HOW TO COMPLETE THIS TASK: Can you quote the lines below exactly, starting at the line with "Objective — one point per instance of the white pants" and going through the last one?

TASK DATA:

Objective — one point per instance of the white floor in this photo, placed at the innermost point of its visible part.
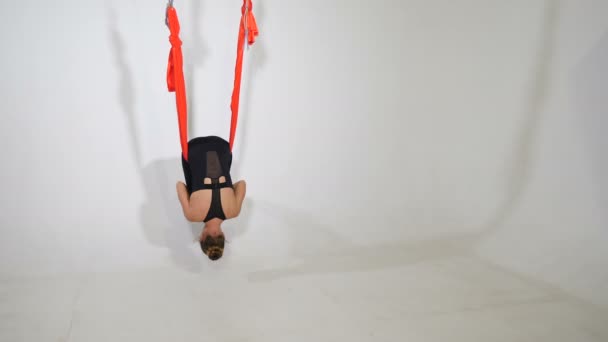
(393, 296)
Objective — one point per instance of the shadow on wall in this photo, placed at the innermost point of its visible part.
(161, 215)
(590, 84)
(321, 251)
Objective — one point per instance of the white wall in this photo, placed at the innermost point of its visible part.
(362, 124)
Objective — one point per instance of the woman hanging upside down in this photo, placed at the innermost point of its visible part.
(209, 195)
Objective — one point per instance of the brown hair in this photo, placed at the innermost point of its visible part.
(213, 247)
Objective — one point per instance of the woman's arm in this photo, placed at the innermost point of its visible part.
(184, 199)
(240, 189)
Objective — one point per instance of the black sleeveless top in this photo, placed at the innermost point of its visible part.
(208, 157)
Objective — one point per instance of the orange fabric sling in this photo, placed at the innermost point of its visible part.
(248, 26)
(175, 78)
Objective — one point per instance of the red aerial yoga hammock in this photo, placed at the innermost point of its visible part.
(175, 76)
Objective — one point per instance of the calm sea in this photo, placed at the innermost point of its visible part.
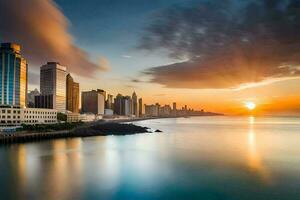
(226, 158)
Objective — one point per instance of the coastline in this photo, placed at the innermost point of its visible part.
(86, 130)
(104, 127)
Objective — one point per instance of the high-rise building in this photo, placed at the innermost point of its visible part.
(92, 102)
(174, 106)
(75, 98)
(140, 107)
(13, 75)
(118, 104)
(102, 92)
(53, 82)
(109, 102)
(152, 110)
(31, 98)
(134, 104)
(72, 93)
(126, 106)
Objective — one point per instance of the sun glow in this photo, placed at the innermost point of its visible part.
(250, 105)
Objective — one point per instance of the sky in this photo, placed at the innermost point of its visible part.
(209, 54)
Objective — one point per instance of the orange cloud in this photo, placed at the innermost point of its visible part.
(225, 45)
(42, 30)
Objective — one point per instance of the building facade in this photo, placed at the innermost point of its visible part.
(134, 104)
(53, 82)
(126, 106)
(109, 102)
(92, 102)
(140, 107)
(15, 116)
(152, 110)
(31, 98)
(72, 95)
(13, 76)
(118, 104)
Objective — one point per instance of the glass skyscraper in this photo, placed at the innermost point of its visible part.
(13, 76)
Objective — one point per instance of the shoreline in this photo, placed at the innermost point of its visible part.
(104, 127)
(86, 130)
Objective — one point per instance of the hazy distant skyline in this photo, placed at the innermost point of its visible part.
(208, 54)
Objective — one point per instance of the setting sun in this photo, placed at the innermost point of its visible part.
(250, 105)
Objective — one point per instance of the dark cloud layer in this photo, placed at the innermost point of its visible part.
(42, 30)
(226, 43)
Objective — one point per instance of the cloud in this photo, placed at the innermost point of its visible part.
(227, 43)
(42, 30)
(126, 56)
(104, 63)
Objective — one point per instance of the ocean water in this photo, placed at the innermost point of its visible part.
(211, 158)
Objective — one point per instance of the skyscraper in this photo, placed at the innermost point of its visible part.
(92, 102)
(118, 104)
(13, 75)
(31, 96)
(134, 104)
(109, 101)
(126, 106)
(140, 107)
(75, 98)
(174, 106)
(72, 102)
(69, 93)
(53, 82)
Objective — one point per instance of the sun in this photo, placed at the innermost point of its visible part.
(250, 105)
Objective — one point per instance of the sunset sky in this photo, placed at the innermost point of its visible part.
(209, 54)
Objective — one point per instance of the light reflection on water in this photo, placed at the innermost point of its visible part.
(201, 157)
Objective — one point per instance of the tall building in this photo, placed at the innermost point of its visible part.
(72, 92)
(140, 107)
(75, 98)
(109, 101)
(92, 102)
(134, 104)
(118, 104)
(126, 106)
(152, 110)
(13, 76)
(53, 82)
(174, 106)
(31, 98)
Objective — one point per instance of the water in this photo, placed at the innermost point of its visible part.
(194, 158)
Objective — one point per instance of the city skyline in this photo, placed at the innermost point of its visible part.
(113, 54)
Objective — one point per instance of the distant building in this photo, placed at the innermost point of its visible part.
(118, 104)
(13, 75)
(152, 110)
(108, 112)
(134, 104)
(31, 98)
(174, 106)
(72, 95)
(92, 102)
(12, 116)
(43, 101)
(126, 106)
(53, 82)
(109, 102)
(140, 107)
(165, 110)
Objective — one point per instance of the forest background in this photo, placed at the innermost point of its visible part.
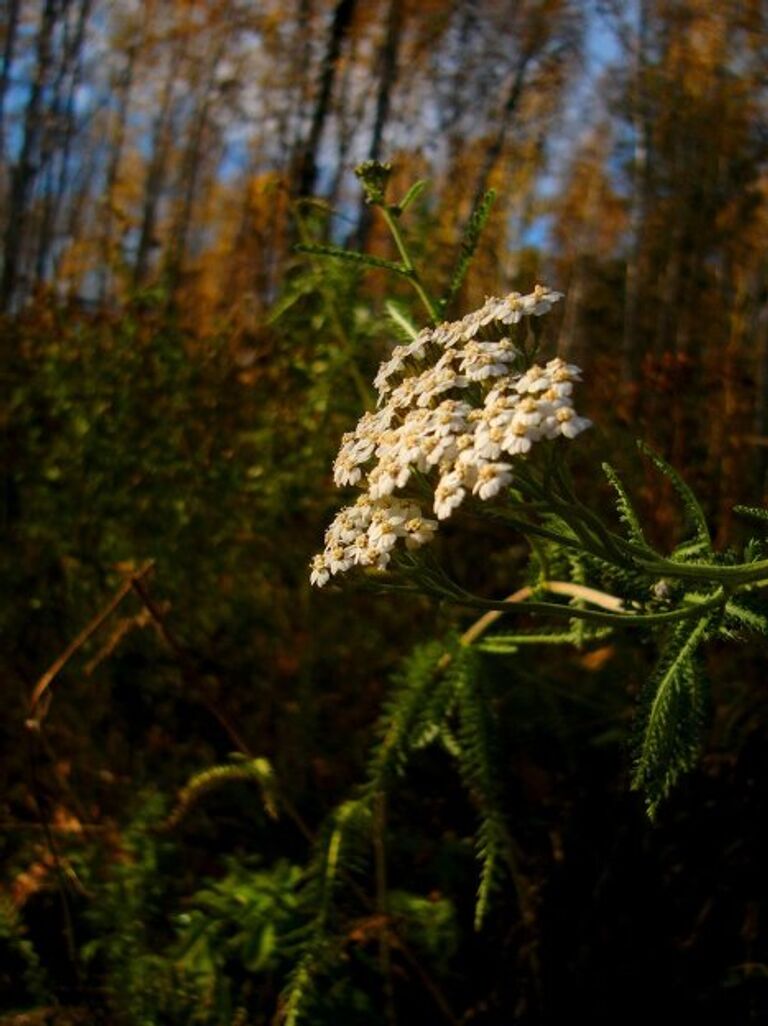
(175, 379)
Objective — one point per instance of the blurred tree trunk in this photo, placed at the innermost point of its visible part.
(387, 74)
(306, 164)
(122, 93)
(189, 175)
(157, 168)
(10, 27)
(58, 136)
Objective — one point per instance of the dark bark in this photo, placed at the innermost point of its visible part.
(156, 171)
(9, 44)
(306, 164)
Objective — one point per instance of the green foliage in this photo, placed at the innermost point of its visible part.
(627, 512)
(18, 959)
(470, 241)
(362, 260)
(257, 771)
(478, 760)
(673, 714)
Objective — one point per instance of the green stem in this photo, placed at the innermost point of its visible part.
(411, 273)
(627, 619)
(362, 386)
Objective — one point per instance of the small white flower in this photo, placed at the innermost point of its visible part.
(320, 573)
(491, 478)
(448, 495)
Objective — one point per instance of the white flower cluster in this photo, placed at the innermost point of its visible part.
(454, 406)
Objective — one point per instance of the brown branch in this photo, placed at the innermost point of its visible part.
(55, 668)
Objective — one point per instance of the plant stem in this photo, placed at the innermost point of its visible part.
(411, 273)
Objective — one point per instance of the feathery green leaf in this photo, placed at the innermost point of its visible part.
(473, 232)
(694, 513)
(670, 726)
(627, 511)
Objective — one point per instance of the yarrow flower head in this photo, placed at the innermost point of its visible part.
(457, 406)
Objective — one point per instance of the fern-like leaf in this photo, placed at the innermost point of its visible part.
(627, 512)
(413, 193)
(256, 771)
(757, 513)
(670, 726)
(401, 320)
(694, 514)
(470, 241)
(477, 751)
(422, 693)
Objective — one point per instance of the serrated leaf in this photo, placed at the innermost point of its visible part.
(413, 193)
(671, 722)
(694, 513)
(625, 510)
(753, 513)
(400, 318)
(749, 613)
(470, 240)
(316, 249)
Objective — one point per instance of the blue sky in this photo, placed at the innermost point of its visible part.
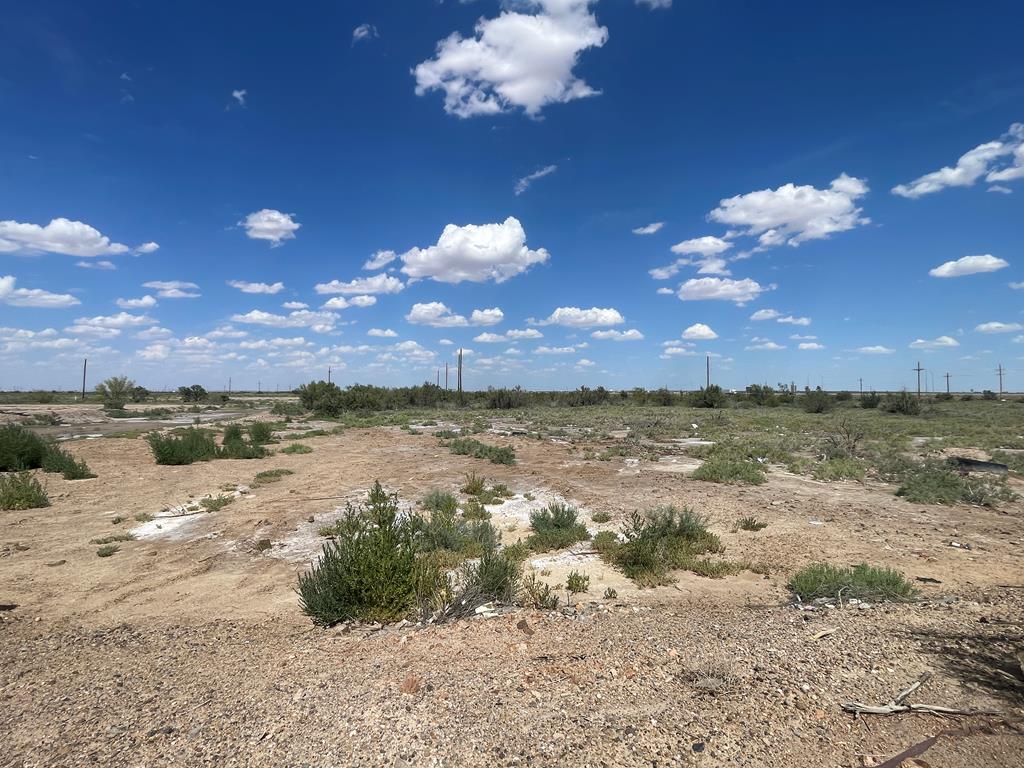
(577, 193)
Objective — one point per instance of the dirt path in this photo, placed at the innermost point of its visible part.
(187, 647)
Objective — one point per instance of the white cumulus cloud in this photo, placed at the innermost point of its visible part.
(795, 214)
(969, 265)
(32, 297)
(475, 253)
(516, 60)
(723, 289)
(270, 225)
(699, 331)
(1001, 160)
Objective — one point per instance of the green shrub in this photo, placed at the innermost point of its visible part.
(555, 527)
(577, 582)
(494, 577)
(838, 469)
(270, 475)
(190, 445)
(733, 471)
(713, 396)
(537, 594)
(662, 540)
(57, 460)
(816, 401)
(20, 449)
(751, 523)
(371, 570)
(439, 501)
(288, 409)
(933, 482)
(477, 450)
(870, 400)
(260, 433)
(901, 402)
(22, 491)
(474, 484)
(861, 582)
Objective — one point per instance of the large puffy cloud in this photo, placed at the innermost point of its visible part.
(270, 225)
(318, 322)
(376, 284)
(475, 253)
(265, 288)
(795, 214)
(32, 297)
(699, 331)
(516, 60)
(573, 316)
(60, 236)
(1001, 160)
(436, 314)
(725, 289)
(969, 265)
(938, 343)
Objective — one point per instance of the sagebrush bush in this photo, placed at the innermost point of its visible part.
(190, 445)
(861, 582)
(22, 491)
(901, 402)
(477, 450)
(20, 449)
(494, 577)
(665, 539)
(555, 527)
(260, 433)
(371, 569)
(733, 471)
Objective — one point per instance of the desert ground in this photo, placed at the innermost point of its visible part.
(187, 645)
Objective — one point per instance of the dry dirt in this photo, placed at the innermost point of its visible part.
(186, 647)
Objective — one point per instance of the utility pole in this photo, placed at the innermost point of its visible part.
(460, 376)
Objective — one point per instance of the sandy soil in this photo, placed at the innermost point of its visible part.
(186, 647)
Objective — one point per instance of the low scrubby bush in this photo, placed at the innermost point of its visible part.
(555, 527)
(22, 491)
(732, 471)
(901, 402)
(477, 450)
(861, 582)
(662, 540)
(371, 570)
(189, 445)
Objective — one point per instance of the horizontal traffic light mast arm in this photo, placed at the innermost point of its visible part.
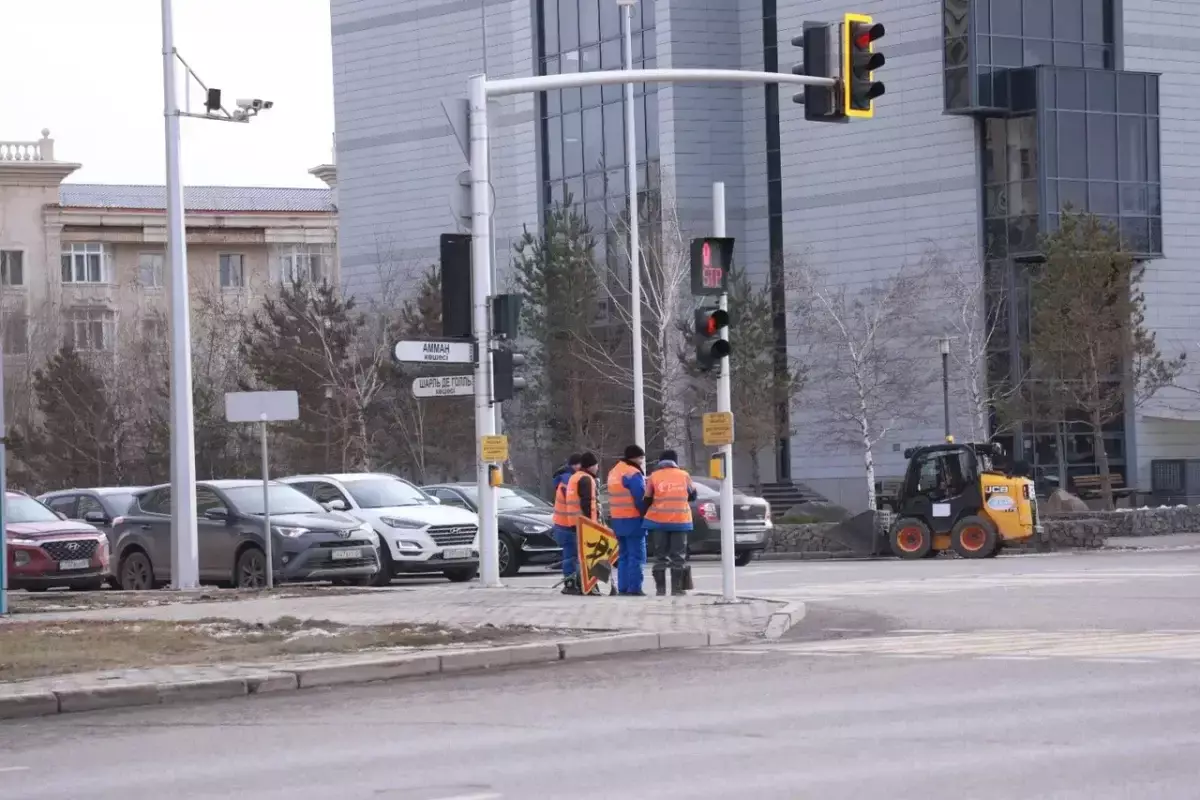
(573, 79)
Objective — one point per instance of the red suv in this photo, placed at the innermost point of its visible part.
(46, 551)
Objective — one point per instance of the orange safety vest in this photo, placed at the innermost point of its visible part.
(669, 487)
(573, 497)
(621, 500)
(564, 517)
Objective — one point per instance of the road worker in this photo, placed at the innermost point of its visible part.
(627, 498)
(669, 495)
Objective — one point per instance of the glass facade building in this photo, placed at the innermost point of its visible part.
(1061, 127)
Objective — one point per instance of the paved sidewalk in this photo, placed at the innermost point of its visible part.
(472, 606)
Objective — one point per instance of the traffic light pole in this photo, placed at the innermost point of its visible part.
(481, 283)
(480, 90)
(725, 403)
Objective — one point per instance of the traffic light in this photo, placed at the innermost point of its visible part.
(859, 61)
(505, 383)
(821, 103)
(455, 271)
(711, 346)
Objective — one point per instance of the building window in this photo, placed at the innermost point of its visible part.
(150, 269)
(90, 330)
(85, 263)
(16, 335)
(304, 263)
(233, 271)
(12, 268)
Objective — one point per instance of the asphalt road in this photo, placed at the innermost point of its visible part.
(1060, 677)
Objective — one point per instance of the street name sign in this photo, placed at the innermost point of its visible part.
(444, 386)
(435, 352)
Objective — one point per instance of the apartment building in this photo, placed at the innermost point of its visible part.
(85, 264)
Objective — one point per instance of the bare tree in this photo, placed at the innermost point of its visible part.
(975, 304)
(869, 364)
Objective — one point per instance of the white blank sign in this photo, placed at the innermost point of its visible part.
(258, 407)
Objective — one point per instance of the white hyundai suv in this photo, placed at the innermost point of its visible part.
(419, 535)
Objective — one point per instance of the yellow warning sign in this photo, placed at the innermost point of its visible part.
(718, 428)
(598, 555)
(493, 449)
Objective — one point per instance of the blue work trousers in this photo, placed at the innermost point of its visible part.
(631, 563)
(570, 545)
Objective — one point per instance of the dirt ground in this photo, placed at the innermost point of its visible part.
(34, 649)
(25, 602)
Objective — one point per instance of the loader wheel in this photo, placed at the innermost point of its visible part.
(973, 537)
(911, 539)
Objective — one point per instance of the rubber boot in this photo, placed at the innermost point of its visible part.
(677, 582)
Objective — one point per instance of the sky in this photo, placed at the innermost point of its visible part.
(91, 72)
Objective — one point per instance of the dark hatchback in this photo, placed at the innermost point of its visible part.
(525, 523)
(309, 542)
(751, 521)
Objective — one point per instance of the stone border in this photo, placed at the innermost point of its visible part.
(17, 703)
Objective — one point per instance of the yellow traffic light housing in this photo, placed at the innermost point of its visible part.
(859, 62)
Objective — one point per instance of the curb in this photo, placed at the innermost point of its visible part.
(21, 703)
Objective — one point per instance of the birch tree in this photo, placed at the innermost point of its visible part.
(870, 365)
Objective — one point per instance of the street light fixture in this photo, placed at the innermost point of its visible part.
(635, 269)
(184, 552)
(943, 347)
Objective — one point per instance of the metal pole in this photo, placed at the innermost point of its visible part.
(481, 283)
(635, 268)
(267, 511)
(946, 391)
(725, 403)
(4, 492)
(184, 553)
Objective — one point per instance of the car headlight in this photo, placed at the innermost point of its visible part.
(403, 524)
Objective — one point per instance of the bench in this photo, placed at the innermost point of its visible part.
(1089, 486)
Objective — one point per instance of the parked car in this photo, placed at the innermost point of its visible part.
(751, 521)
(525, 523)
(419, 534)
(309, 542)
(47, 551)
(95, 506)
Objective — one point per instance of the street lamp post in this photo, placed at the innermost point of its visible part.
(635, 269)
(184, 551)
(943, 346)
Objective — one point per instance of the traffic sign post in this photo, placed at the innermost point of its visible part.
(433, 352)
(444, 386)
(263, 408)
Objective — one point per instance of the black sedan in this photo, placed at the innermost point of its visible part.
(751, 521)
(523, 519)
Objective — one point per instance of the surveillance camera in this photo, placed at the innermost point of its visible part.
(255, 104)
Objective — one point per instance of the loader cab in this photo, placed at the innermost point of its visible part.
(942, 483)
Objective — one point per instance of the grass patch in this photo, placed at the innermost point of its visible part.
(33, 649)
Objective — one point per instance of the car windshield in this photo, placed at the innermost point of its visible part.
(283, 499)
(118, 504)
(508, 499)
(21, 509)
(385, 493)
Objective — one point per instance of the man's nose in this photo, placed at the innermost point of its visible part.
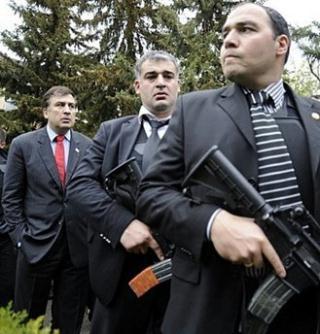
(67, 109)
(160, 81)
(231, 39)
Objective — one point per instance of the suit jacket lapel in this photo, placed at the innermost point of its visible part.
(234, 103)
(46, 155)
(74, 154)
(312, 127)
(128, 135)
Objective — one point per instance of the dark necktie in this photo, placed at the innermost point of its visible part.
(276, 175)
(152, 143)
(59, 157)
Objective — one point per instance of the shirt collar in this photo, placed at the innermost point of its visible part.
(52, 135)
(145, 111)
(275, 90)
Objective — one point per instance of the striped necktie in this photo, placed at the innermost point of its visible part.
(152, 143)
(276, 175)
(59, 158)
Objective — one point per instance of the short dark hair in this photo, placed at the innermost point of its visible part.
(279, 26)
(156, 55)
(278, 23)
(55, 91)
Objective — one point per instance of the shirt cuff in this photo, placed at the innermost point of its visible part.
(210, 223)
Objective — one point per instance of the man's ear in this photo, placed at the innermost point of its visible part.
(137, 86)
(283, 44)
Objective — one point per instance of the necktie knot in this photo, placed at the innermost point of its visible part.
(258, 98)
(59, 138)
(155, 125)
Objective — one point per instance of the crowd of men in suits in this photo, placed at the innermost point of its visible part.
(71, 235)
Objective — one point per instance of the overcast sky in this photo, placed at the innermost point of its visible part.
(297, 13)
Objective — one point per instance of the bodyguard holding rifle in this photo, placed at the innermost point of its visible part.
(120, 245)
(271, 135)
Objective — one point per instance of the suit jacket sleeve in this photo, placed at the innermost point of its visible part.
(14, 191)
(87, 198)
(161, 202)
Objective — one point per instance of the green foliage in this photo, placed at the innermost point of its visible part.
(17, 323)
(92, 46)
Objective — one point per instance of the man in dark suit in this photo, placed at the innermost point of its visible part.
(7, 252)
(120, 245)
(52, 249)
(213, 245)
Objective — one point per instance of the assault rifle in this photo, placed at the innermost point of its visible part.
(293, 232)
(122, 183)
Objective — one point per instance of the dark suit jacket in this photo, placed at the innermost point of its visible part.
(3, 163)
(107, 219)
(34, 200)
(201, 277)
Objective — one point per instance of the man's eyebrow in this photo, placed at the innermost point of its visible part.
(156, 72)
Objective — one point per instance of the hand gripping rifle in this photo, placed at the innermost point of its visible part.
(293, 232)
(122, 183)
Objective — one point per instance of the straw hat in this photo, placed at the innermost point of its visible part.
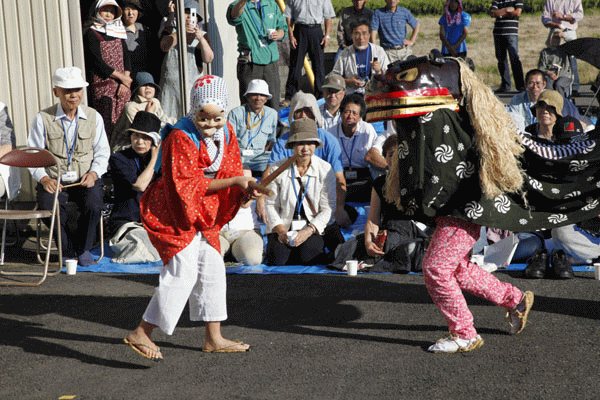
(258, 86)
(303, 130)
(148, 124)
(69, 78)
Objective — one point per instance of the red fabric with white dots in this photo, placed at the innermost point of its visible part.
(176, 207)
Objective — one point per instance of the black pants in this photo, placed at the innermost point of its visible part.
(308, 38)
(308, 253)
(77, 235)
(268, 73)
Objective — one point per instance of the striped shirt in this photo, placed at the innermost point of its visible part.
(509, 25)
(391, 26)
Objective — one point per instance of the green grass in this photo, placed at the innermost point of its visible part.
(436, 7)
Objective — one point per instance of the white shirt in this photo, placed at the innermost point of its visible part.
(355, 148)
(321, 189)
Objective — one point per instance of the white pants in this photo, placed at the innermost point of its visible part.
(196, 274)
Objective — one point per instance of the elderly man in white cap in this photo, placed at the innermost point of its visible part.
(75, 134)
(255, 125)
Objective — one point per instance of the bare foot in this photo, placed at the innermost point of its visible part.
(141, 343)
(223, 345)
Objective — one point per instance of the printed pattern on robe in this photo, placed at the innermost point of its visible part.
(176, 206)
(439, 176)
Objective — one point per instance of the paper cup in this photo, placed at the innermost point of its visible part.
(352, 267)
(71, 267)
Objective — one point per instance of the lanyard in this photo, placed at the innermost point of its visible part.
(366, 70)
(299, 200)
(260, 30)
(344, 146)
(70, 150)
(249, 128)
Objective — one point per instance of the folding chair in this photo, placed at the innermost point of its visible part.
(31, 157)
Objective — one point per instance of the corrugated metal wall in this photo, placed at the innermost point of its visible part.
(36, 37)
(39, 36)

REPLY TO THE TASK:
Objective — one point per instance of the white pants in this photo, placed at the innermost point of its visible part.
(196, 274)
Objective — one point per instance of the elderly man in white cap in this photo, placed at the innermost point of its visible part.
(75, 134)
(255, 125)
Objective — one point per instance of the bare foot in this photo, placed at the innermost point of its visible part.
(141, 343)
(223, 345)
Objective — one point per instance of the printed pattern on robe in this photo, placed at the innermost point of its visible part.
(176, 206)
(439, 176)
Objective — one point per instance of the paper cup in this photo, placed at the innermost point of its visible part.
(352, 267)
(71, 267)
Objective — one point per instance of the lanyard in this photo, placed at the innermost point of its visible part.
(366, 70)
(299, 200)
(260, 30)
(344, 146)
(70, 150)
(249, 128)
Objective — one point per instance of the folding chair in this photo, placed at the innermost point of its visible part.
(31, 157)
Objective — one point per instance of the corrugated metal wall in this photo, placed at the innermost point of its visible part.
(36, 37)
(39, 36)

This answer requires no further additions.